> _Records contained in a dataset_
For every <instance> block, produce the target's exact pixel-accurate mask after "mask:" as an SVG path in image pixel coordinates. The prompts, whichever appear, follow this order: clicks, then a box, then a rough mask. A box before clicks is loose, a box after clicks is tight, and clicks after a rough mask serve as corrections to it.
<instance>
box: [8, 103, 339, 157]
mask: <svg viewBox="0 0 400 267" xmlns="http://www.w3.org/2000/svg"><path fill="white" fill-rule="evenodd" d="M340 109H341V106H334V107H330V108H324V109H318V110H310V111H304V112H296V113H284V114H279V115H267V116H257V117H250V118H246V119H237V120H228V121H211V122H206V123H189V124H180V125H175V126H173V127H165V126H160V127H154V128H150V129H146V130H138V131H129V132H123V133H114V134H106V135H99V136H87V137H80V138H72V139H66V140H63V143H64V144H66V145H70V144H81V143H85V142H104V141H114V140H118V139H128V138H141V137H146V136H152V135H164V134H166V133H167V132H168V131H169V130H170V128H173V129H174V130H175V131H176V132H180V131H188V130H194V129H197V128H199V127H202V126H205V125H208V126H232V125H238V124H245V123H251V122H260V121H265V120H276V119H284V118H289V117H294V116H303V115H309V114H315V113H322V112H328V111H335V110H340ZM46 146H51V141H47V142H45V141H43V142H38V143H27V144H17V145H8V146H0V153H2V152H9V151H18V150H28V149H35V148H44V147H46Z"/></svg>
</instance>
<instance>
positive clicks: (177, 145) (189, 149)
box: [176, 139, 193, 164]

---

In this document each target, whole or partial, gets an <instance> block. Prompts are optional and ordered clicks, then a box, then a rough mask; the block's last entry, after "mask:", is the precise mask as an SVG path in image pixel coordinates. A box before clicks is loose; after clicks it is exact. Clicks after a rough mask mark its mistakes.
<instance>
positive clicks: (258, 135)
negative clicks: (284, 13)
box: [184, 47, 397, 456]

> _Description of the task_
From the entries above, extract only the lines running from the one containing "</instance>" through the one containing "box: [176, 139, 193, 164]", inclusive.

> _Solution to the problem_
</instance>
<instance>
positive clicks: (177, 145) (189, 149)
box: [176, 139, 193, 164]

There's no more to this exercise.